■ Your instructions:
Copy all the lines of these items again, requests included, but leave out the pictures. Multiply every coordinate in the answers by 1.4 and round it to a whole number, with halves going up.

■ Dataset records:

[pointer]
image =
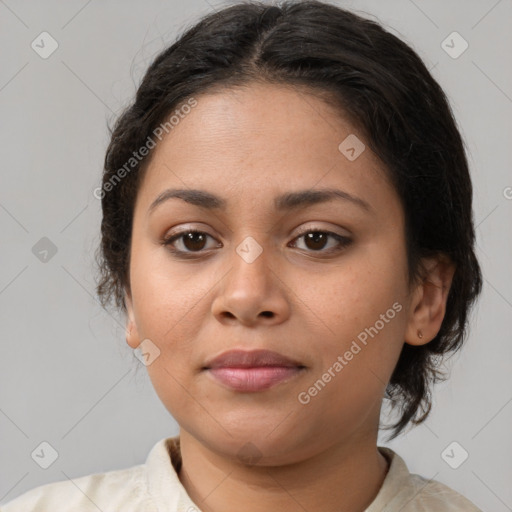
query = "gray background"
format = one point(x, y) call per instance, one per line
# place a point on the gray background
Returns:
point(67, 375)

■ Final answer:
[pointer]
image =
query = "gray background"
format = one point(x, y) call per instance, one per line
# place a point on the gray background
Returns:
point(94, 525)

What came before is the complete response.